BEGIN Data to process

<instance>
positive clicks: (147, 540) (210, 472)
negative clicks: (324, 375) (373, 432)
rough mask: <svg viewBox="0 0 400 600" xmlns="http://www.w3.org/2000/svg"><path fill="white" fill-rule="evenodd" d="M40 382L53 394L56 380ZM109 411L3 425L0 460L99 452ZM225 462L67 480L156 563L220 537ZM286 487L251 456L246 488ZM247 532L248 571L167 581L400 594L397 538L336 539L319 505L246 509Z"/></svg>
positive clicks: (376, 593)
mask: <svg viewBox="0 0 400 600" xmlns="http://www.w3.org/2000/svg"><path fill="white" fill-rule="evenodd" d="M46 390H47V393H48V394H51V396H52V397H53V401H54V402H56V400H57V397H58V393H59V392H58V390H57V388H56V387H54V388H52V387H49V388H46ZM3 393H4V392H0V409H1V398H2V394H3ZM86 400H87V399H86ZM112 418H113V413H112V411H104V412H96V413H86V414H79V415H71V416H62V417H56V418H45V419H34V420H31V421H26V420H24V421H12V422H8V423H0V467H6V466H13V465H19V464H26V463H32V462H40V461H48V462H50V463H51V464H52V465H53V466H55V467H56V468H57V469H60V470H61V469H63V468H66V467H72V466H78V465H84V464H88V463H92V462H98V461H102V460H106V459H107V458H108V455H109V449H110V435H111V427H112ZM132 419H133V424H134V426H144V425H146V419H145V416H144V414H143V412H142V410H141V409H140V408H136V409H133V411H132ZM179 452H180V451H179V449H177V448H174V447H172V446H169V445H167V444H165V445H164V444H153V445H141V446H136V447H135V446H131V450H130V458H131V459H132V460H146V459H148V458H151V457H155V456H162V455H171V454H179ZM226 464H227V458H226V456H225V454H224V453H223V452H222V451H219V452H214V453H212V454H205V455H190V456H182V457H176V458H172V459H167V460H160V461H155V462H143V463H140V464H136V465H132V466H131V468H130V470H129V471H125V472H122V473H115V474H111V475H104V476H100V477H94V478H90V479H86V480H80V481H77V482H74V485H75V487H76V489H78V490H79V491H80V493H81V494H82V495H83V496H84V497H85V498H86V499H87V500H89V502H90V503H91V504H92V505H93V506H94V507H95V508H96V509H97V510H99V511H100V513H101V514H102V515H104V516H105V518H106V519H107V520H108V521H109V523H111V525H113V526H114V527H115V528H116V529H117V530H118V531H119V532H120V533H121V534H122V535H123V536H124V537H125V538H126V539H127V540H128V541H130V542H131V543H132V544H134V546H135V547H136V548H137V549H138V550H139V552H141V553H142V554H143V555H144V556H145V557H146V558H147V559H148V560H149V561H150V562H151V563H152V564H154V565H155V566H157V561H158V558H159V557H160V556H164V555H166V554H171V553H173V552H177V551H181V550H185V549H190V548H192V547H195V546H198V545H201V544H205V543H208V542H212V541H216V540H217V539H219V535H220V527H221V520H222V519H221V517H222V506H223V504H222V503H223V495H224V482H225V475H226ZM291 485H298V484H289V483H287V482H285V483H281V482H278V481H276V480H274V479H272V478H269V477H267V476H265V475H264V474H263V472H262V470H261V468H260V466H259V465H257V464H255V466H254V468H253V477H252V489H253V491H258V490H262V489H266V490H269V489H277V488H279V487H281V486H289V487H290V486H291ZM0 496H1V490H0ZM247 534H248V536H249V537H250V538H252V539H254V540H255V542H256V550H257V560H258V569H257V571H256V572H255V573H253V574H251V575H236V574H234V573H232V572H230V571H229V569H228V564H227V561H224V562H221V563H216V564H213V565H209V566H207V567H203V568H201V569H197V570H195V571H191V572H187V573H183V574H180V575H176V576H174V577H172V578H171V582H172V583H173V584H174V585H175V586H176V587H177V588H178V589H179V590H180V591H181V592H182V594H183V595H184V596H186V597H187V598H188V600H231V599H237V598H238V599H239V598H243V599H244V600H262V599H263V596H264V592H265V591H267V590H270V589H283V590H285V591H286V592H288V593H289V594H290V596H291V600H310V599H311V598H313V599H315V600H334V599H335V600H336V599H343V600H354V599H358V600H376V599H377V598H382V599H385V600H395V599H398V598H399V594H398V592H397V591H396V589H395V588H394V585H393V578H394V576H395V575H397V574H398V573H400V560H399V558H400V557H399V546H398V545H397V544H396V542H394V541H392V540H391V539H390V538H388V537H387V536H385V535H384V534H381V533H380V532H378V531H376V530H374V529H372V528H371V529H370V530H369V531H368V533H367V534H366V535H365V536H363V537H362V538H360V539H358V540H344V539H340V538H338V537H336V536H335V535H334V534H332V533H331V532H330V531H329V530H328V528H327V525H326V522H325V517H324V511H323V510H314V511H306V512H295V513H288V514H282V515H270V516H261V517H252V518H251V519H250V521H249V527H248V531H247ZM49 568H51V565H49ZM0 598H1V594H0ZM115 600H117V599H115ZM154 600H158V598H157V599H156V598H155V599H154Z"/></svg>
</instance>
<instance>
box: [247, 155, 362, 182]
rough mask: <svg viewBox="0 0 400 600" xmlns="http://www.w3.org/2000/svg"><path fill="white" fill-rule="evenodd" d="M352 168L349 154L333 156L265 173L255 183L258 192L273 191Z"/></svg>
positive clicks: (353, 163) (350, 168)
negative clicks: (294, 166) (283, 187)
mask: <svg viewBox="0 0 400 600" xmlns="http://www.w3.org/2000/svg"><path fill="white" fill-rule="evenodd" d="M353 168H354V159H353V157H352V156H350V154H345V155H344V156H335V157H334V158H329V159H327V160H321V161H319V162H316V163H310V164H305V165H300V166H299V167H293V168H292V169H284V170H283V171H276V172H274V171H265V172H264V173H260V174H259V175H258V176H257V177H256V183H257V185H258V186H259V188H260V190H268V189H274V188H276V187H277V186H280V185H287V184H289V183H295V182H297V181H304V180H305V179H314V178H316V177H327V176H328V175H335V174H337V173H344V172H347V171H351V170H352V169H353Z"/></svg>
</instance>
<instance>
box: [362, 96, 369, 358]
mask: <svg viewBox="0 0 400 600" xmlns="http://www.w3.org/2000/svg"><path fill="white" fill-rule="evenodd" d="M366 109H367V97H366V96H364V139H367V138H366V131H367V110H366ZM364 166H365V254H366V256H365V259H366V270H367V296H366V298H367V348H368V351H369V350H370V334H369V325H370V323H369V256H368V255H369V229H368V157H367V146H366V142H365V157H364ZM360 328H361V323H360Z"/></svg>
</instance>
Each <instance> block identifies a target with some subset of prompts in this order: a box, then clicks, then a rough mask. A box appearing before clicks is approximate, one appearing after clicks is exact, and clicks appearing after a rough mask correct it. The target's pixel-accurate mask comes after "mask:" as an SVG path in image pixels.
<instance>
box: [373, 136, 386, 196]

END Data to process

Your goal >> Retype the entries exactly from the first line, stopping after the line with "negative clicks: (324, 375) (373, 432)".

Exercise result >>
<instance>
positive clicks: (147, 540) (210, 472)
negative clicks: (324, 375) (373, 432)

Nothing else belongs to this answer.